◆ **Exercise goal**: Reproduce the listing below word for word, starting at its first line and ending with the line that contains "POLYGON ((211 108, 233", and include both of those lines.

▬▬▬▬▬▬▬▬▬▬

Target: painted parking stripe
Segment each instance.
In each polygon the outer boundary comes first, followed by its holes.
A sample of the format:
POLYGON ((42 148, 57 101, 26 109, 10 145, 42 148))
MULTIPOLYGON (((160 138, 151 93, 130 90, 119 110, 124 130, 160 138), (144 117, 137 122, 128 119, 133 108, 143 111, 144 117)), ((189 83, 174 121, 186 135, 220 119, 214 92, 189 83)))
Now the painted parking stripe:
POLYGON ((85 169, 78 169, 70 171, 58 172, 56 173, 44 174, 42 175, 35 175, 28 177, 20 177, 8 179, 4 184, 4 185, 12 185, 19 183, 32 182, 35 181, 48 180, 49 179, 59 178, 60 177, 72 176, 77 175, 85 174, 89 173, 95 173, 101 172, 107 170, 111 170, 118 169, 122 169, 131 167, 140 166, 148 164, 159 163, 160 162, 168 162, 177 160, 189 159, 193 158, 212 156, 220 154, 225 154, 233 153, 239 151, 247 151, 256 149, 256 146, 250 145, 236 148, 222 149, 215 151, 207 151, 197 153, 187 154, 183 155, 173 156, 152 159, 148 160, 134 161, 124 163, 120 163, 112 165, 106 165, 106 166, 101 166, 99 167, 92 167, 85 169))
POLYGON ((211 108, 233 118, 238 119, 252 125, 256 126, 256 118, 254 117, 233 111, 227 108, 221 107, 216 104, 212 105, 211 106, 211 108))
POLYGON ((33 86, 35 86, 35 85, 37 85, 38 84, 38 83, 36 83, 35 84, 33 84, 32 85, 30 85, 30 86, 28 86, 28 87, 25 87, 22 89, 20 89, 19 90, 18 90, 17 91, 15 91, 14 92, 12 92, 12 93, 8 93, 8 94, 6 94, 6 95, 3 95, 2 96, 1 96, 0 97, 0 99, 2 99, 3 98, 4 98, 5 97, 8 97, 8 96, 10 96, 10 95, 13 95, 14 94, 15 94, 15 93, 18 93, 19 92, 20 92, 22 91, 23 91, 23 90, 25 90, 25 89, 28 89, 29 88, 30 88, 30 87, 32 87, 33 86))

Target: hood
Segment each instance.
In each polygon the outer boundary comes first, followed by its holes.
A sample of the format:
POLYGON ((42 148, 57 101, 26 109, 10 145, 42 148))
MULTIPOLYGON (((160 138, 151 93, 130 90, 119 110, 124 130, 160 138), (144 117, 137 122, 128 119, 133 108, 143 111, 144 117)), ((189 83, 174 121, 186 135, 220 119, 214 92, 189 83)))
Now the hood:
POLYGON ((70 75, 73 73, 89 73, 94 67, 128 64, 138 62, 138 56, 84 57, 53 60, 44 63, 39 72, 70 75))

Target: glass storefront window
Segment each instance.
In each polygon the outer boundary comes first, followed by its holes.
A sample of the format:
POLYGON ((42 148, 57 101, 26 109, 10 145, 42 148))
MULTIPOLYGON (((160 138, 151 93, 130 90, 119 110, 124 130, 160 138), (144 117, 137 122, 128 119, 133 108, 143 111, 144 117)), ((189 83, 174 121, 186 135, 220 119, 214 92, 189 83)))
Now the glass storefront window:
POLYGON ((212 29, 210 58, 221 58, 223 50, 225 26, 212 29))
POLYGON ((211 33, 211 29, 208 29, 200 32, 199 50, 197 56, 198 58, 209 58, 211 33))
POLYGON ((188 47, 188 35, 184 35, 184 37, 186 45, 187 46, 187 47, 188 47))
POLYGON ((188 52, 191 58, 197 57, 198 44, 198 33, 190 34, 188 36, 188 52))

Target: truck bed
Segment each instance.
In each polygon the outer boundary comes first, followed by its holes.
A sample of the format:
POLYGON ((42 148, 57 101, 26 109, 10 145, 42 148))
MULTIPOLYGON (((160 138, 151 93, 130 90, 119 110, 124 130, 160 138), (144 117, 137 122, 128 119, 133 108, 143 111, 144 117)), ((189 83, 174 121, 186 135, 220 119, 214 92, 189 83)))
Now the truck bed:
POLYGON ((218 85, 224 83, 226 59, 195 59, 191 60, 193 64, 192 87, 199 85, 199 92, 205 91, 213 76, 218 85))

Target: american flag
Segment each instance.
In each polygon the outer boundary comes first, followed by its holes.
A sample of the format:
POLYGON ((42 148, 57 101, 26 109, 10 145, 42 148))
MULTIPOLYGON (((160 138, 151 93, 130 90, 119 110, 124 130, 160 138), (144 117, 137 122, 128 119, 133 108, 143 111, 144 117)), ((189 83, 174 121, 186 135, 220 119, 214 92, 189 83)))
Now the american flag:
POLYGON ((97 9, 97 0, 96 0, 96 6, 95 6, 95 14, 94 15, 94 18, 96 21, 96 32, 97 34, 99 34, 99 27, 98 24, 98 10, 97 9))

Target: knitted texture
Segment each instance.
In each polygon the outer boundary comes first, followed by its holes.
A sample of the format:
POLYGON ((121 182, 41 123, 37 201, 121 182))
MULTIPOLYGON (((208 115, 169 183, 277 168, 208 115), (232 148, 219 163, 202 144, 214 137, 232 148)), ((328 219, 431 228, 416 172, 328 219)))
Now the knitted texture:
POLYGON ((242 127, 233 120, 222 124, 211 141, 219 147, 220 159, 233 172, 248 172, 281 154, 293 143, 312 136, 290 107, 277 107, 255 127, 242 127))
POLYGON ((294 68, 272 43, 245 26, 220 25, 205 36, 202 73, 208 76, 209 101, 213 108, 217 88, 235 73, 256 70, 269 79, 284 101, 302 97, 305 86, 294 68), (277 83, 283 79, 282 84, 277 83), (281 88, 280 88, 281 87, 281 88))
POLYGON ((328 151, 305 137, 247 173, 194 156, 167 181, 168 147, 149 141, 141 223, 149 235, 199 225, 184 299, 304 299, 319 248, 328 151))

▬▬▬▬▬▬▬▬▬▬

◆ **Task output**:
Target: painted parking stripe
Segment each instance.
In each polygon the outer boundary comes first, followed by its holes.
A sample of the format:
POLYGON ((42 148, 57 101, 26 109, 10 145, 42 148))
MULTIPOLYGON (((160 138, 151 93, 130 90, 119 110, 124 130, 160 138), (144 117, 137 122, 128 119, 133 108, 143 111, 144 117)), ((189 83, 174 121, 186 135, 220 119, 214 92, 189 83)))
Now the painted parking stripe:
POLYGON ((85 169, 78 169, 70 171, 58 172, 56 173, 44 174, 42 175, 35 175, 28 177, 20 177, 8 179, 4 184, 4 185, 12 185, 19 183, 32 182, 35 181, 48 180, 49 179, 59 178, 60 177, 72 176, 77 175, 85 174, 89 173, 95 173, 101 172, 107 170, 111 170, 118 169, 122 169, 131 167, 140 166, 148 164, 159 163, 160 162, 168 162, 177 160, 189 159, 193 158, 212 156, 220 154, 225 154, 233 153, 239 151, 247 151, 256 149, 256 146, 250 145, 236 148, 222 149, 215 151, 207 151, 197 153, 187 154, 183 155, 173 156, 152 159, 148 160, 134 161, 124 163, 120 163, 112 165, 106 165, 106 166, 101 166, 99 167, 92 167, 85 169))
POLYGON ((211 108, 233 118, 238 119, 252 125, 256 126, 256 118, 254 117, 233 111, 227 108, 221 107, 216 104, 212 105, 211 106, 211 108))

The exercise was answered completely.